◆ The request
Can you quote every one of the rows below word for word, leaving nothing out?

(Named object pointing rows)
=======

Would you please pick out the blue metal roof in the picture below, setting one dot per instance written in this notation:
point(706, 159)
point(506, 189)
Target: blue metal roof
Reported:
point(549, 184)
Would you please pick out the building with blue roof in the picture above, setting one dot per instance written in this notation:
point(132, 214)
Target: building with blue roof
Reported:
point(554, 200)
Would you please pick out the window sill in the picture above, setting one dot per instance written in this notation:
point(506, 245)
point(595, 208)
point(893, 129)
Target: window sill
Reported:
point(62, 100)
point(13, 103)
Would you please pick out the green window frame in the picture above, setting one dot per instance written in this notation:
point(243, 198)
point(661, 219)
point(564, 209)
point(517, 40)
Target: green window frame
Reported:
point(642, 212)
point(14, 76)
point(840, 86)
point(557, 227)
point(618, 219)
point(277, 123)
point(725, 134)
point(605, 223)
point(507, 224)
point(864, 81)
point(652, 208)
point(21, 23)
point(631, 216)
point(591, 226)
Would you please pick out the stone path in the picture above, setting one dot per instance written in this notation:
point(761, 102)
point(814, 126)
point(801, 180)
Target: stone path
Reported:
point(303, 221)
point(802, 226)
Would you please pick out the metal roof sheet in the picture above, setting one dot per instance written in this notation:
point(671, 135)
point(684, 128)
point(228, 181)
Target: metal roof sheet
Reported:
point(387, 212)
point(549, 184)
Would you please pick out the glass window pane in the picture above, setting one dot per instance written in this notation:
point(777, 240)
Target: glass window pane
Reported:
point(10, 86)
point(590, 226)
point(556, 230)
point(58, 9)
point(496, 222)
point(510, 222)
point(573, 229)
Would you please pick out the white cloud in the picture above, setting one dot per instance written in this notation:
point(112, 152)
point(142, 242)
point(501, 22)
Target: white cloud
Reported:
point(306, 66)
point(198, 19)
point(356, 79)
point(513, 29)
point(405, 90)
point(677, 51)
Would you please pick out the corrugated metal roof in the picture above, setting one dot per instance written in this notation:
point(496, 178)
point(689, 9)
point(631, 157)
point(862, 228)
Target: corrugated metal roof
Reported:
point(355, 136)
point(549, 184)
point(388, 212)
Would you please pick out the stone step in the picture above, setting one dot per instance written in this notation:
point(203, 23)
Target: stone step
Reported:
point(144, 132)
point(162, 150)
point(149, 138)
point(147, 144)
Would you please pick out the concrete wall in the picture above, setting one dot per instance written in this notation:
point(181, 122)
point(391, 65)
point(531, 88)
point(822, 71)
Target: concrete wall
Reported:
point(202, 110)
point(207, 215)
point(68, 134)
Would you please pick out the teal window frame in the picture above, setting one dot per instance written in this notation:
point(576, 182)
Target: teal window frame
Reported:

=======

◆ Response below
Would you please pick out the blue metal roof in the picture below, setting one dot per instance written in this notation:
point(706, 159)
point(506, 189)
Target: blue metal roof
Reported:
point(549, 184)
Would you please pick out the building with blue roof in the picture above, setting one dot per instance written in this notation:
point(132, 214)
Target: building with blue roof
Reported:
point(554, 200)
Would you please pick out the window sill in the picture above, setting one dot per instance written in this notation:
point(506, 245)
point(595, 208)
point(893, 129)
Target: window sill
Reported:
point(62, 100)
point(13, 103)
Would you please pick out the green window frame in the picture above, setting one dot per instance written in this notation:
point(243, 198)
point(661, 219)
point(564, 209)
point(517, 40)
Target: green window frame
Reported:
point(642, 212)
point(14, 76)
point(840, 86)
point(557, 227)
point(618, 219)
point(277, 123)
point(725, 134)
point(605, 223)
point(507, 224)
point(864, 81)
point(652, 208)
point(21, 23)
point(631, 216)
point(591, 226)
Would you please pick out the stone path in the picture above, setting one dot per instance written in this notation:
point(761, 102)
point(814, 126)
point(801, 180)
Target: stone path
Reported:
point(303, 221)
point(802, 226)
Would you please pick out the metal roof sheet in the picture above, setting one dot per instance written in this notation:
point(671, 135)
point(684, 128)
point(228, 181)
Target: metal roof sheet
Reported:
point(387, 212)
point(549, 184)
Would you please pick out the glass window pane in the picture above, setting one dot per instance written in this notation:
point(777, 240)
Target: glass window pane
Reported:
point(10, 86)
point(590, 226)
point(556, 230)
point(58, 9)
point(496, 222)
point(510, 222)
point(573, 229)
Would you please pick out the white cloud in the picture above, setting one dot per instance written in this notation:
point(112, 152)
point(142, 242)
point(501, 22)
Target: white cloud
Reported:
point(306, 66)
point(198, 19)
point(356, 79)
point(513, 29)
point(405, 90)
point(677, 51)
Would you please pick out the corrugated metal roof in the picture above, setting one dot per instance written in this notation:
point(496, 178)
point(689, 9)
point(631, 157)
point(862, 228)
Target: corrugated metal roof
Reported:
point(355, 136)
point(549, 184)
point(388, 212)
Would you please pick out the stone step in the picture above, setting one dot per instance written in this notation:
point(203, 23)
Target: stone step
Reported:
point(144, 132)
point(162, 150)
point(149, 138)
point(147, 144)
Would you please pick out the concrete wall in the picture above, setting one dot per instance written in this notation:
point(181, 122)
point(391, 65)
point(531, 88)
point(822, 71)
Target: concrete wall
Reported:
point(202, 110)
point(207, 215)
point(68, 134)
Would you please pick out the teal window frame in the picture above, setting one dot per instance written in this notation:
point(576, 182)
Target: teal window frame
Reported:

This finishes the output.